WRITTEN INSTRUCTION: Only the lines from the one containing "Task: Indicate the man's nose" through the end of the data below should be copied, each exactly as written and with both ends kept.

Raw records:

────────────────

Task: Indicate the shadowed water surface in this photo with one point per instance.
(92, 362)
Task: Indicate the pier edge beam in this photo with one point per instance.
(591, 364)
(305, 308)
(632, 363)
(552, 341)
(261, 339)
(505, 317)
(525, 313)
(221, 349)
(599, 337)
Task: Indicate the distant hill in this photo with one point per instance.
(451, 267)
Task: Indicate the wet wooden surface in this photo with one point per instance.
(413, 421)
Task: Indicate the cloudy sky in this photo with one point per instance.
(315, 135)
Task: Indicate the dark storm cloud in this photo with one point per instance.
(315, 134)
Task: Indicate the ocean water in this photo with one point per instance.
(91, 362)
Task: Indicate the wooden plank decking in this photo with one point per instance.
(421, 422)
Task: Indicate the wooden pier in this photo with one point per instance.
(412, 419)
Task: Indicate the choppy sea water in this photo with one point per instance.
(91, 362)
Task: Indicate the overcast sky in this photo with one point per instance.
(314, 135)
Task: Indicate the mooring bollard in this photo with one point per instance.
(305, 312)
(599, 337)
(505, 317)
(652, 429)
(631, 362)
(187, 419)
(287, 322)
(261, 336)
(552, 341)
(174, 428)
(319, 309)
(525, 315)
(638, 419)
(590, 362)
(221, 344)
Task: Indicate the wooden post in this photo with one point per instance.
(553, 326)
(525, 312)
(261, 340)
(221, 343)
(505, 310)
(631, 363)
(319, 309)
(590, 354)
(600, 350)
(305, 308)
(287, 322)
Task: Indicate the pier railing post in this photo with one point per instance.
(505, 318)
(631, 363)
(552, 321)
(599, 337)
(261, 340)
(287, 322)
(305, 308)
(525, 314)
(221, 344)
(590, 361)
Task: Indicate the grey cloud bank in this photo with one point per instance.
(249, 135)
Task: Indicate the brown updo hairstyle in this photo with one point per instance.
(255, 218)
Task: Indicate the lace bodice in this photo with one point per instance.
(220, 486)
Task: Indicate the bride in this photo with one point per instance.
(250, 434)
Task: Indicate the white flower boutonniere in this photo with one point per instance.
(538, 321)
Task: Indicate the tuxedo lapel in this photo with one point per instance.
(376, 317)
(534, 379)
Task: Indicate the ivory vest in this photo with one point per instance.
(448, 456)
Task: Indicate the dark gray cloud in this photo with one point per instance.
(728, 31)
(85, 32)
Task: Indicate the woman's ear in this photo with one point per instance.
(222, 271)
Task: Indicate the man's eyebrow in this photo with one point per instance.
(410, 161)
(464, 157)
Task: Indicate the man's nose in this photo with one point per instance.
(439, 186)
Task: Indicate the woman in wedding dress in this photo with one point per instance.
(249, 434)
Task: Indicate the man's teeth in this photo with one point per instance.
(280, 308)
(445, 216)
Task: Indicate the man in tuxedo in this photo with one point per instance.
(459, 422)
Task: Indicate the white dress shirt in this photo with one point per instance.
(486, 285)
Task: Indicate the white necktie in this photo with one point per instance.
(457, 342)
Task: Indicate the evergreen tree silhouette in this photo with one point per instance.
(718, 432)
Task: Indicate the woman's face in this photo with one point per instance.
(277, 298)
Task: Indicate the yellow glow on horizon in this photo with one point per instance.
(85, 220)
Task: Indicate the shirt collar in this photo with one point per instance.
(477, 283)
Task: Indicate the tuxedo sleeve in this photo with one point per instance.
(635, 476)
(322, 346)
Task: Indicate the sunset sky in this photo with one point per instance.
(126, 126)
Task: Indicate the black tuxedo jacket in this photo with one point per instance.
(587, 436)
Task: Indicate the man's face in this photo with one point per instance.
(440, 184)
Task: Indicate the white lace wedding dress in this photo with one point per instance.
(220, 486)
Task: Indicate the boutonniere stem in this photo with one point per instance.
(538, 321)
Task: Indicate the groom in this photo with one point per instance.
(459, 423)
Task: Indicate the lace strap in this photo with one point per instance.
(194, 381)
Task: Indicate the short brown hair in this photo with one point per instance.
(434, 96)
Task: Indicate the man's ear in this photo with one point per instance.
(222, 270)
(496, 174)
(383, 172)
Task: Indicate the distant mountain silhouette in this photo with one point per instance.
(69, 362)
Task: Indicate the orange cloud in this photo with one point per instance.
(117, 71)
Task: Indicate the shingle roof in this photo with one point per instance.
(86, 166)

────────────────

THE RESULT:
Task: Indicate the man's nose in this photo with one point per instance.
(439, 186)
Task: Indicate the woman in wedding dress in this photo with one point per instance.
(249, 434)
Task: Indicate the man's teeth in this photo with one point per instance.
(280, 308)
(445, 216)
Task: Indicate the man in tuxedo in this photo with one point per instance.
(459, 422)
Task: Indicate the white dress shirt in this photo with one point per instance.
(486, 285)
Task: Indicate the white necktie in this photo with one point per instance.
(457, 342)
Task: Indicate the evergreen tree silhouette in this photo with one point per instance.
(718, 432)
Task: Indicate the woman's face in this photo with one point per instance.
(277, 298)
Task: Indicate the yellow glow on horizon in this photo with one point per instance.
(85, 220)
Task: Indicate the shirt collar in this photo with one point per instance.
(477, 283)
Task: Indicate the tuxedo sleeve in this photo with one point per instance.
(635, 476)
(322, 346)
Task: Indicate the sunset sky in this photo with one point per instance.
(126, 126)
Task: Indicate the black tuxedo jacket in this photo with one point per instance.
(587, 436)
Task: Indicate the man's face in this photo with one point per instance.
(440, 184)
Task: Indicate the white lace wedding dress in this photo with one point per instance.
(220, 486)
Task: Indicate the boutonniere stem in this photo with one point per instance.
(538, 321)
Task: Indicate the groom in this photo with one point per instance.
(459, 423)
Task: Indicate the lace strap in this photo with one point per instance.
(194, 381)
Task: Indicate the short brown hair in this photo with one point per instance.
(434, 96)
Task: Indicate the man's ear in this photo with one point per instance.
(222, 270)
(496, 174)
(383, 172)
Task: Indicate the distant mountain silhouette in this photo with one point per instance.
(69, 362)
Task: Indicate the orange cloud in this photo with one point per instance.
(117, 71)
Task: Indicate the shingle roof in this photo with one point per instance.
(86, 166)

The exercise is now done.